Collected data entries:

******

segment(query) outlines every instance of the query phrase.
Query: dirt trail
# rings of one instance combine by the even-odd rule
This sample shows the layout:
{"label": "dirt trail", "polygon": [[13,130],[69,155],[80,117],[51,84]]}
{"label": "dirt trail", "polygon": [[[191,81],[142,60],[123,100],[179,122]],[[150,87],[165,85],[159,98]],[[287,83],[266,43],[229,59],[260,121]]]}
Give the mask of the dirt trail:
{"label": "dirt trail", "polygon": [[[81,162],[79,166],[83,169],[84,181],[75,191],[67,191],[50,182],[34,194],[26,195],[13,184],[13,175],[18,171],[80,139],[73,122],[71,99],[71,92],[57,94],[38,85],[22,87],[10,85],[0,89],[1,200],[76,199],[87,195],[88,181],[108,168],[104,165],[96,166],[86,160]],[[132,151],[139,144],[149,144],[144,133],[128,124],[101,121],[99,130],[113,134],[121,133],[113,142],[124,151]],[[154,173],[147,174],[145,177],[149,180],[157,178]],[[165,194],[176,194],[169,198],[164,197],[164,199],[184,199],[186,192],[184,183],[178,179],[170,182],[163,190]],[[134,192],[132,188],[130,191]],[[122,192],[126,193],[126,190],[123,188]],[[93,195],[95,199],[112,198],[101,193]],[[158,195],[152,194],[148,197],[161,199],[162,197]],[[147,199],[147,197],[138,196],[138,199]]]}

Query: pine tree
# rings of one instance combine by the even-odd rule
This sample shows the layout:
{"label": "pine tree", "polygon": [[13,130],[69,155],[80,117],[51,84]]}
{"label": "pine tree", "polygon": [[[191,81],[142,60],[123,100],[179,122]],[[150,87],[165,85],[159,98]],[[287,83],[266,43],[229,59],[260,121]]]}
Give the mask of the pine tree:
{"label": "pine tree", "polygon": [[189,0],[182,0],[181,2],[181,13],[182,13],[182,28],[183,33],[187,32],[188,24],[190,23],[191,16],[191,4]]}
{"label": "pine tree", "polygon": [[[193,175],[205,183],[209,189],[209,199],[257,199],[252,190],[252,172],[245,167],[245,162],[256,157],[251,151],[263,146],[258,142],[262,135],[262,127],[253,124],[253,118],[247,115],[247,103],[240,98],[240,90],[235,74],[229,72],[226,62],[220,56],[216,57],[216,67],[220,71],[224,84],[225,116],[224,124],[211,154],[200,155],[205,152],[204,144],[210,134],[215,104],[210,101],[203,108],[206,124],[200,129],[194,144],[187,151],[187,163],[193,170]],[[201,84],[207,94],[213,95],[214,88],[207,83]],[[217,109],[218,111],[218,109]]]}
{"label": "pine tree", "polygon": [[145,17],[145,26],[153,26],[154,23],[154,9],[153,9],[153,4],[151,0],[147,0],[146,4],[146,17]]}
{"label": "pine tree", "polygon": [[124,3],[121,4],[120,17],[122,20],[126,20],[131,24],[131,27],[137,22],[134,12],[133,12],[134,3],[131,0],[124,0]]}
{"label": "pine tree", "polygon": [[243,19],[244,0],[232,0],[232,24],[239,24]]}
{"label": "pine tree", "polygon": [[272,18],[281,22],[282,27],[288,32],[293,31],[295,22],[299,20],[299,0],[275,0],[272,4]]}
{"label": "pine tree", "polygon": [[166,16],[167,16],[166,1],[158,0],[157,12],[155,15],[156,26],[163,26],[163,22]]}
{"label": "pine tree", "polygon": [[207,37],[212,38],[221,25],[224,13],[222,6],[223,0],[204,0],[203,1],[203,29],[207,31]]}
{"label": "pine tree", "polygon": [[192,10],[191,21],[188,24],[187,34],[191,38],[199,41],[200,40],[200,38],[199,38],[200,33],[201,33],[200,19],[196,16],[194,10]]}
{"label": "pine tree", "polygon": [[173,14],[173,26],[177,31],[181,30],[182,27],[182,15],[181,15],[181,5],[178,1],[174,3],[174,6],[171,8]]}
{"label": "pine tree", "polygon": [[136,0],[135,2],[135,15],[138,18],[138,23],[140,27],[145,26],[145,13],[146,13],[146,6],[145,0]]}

******

* EXERCISE BRIEF: Start at the first line and transcribe the data exactly through the last.

* SOLVED PROBLEM:
segment(query) outlines every instance of the query phrase.
Query: dirt trail
# rings of one instance combine by the even-odd rule
This sample shows the layout:
{"label": "dirt trail", "polygon": [[13,130],[69,155],[80,117],[51,84]]}
{"label": "dirt trail", "polygon": [[[191,81],[142,60],[123,100],[179,122]],[[150,87],[165,85],[159,98]],[[287,83],[266,43],[229,59],[260,121]]]}
Give the mask of the dirt trail:
{"label": "dirt trail", "polygon": [[[81,162],[79,166],[83,169],[84,181],[75,191],[67,191],[50,182],[34,194],[26,195],[13,184],[13,175],[18,171],[80,139],[73,122],[71,99],[71,92],[57,94],[38,85],[22,87],[10,85],[0,89],[1,200],[76,199],[87,195],[88,181],[108,168],[104,165],[96,166],[86,160]],[[132,151],[139,144],[149,144],[144,133],[128,124],[101,121],[99,130],[113,134],[121,133],[113,142],[124,151]],[[154,173],[147,174],[145,177],[149,180],[157,178]],[[165,194],[176,194],[169,198],[164,197],[164,199],[184,199],[186,192],[184,183],[178,179],[170,182],[163,190]],[[134,192],[132,188],[130,191]],[[122,192],[126,193],[126,190],[123,188]],[[93,195],[95,199],[112,198],[101,193]],[[158,195],[152,194],[148,197],[161,199],[162,197]],[[147,199],[147,197],[138,196],[138,199]]]}

Query: pine tree
# rings of one instance combine by the even-odd rule
This sample shows the layout:
{"label": "pine tree", "polygon": [[13,130],[69,155],[80,117],[51,84]]}
{"label": "pine tree", "polygon": [[[191,81],[142,60],[123,100],[179,122]],[[150,87],[165,85],[159,98]],[[287,83],[266,43],[229,59],[260,121]]]}
Give the mask of the pine tree:
{"label": "pine tree", "polygon": [[189,0],[182,0],[181,2],[181,13],[182,13],[182,28],[183,33],[187,32],[188,24],[190,23],[191,16],[191,4]]}
{"label": "pine tree", "polygon": [[[193,175],[205,183],[209,189],[209,199],[257,199],[252,190],[252,172],[245,167],[245,162],[256,157],[251,151],[263,146],[258,142],[262,135],[262,127],[253,124],[253,118],[247,115],[247,103],[240,98],[240,90],[235,74],[229,72],[226,62],[220,56],[216,57],[216,67],[220,71],[224,84],[225,116],[224,124],[211,154],[200,155],[205,152],[204,144],[210,134],[215,104],[210,101],[203,108],[206,124],[200,129],[194,144],[187,151],[187,163],[193,170]],[[201,84],[207,94],[213,95],[214,88],[207,83]],[[217,109],[218,111],[218,109]]]}
{"label": "pine tree", "polygon": [[145,17],[145,26],[153,26],[154,23],[154,9],[153,9],[153,4],[151,0],[147,0],[146,4],[146,17]]}
{"label": "pine tree", "polygon": [[124,3],[121,4],[120,17],[122,20],[126,20],[131,24],[131,27],[137,22],[134,12],[133,12],[134,3],[131,0],[124,0]]}
{"label": "pine tree", "polygon": [[243,19],[244,0],[232,0],[232,24],[239,24]]}
{"label": "pine tree", "polygon": [[272,18],[281,22],[282,27],[288,32],[293,31],[295,22],[299,20],[299,0],[275,0],[272,4]]}
{"label": "pine tree", "polygon": [[166,16],[167,16],[166,1],[158,0],[157,12],[155,15],[156,26],[163,26],[163,22]]}
{"label": "pine tree", "polygon": [[207,37],[212,38],[221,25],[224,13],[222,6],[223,0],[204,0],[203,1],[203,29],[207,31]]}
{"label": "pine tree", "polygon": [[192,10],[191,21],[188,24],[187,34],[191,38],[199,41],[200,40],[200,38],[199,38],[200,33],[201,33],[200,19],[196,16],[194,10]]}
{"label": "pine tree", "polygon": [[173,14],[173,26],[177,31],[181,30],[182,27],[182,15],[181,15],[181,5],[178,1],[174,3],[174,6],[171,8]]}
{"label": "pine tree", "polygon": [[136,0],[135,2],[135,15],[138,18],[138,23],[140,27],[145,26],[145,13],[146,13],[146,6],[145,0]]}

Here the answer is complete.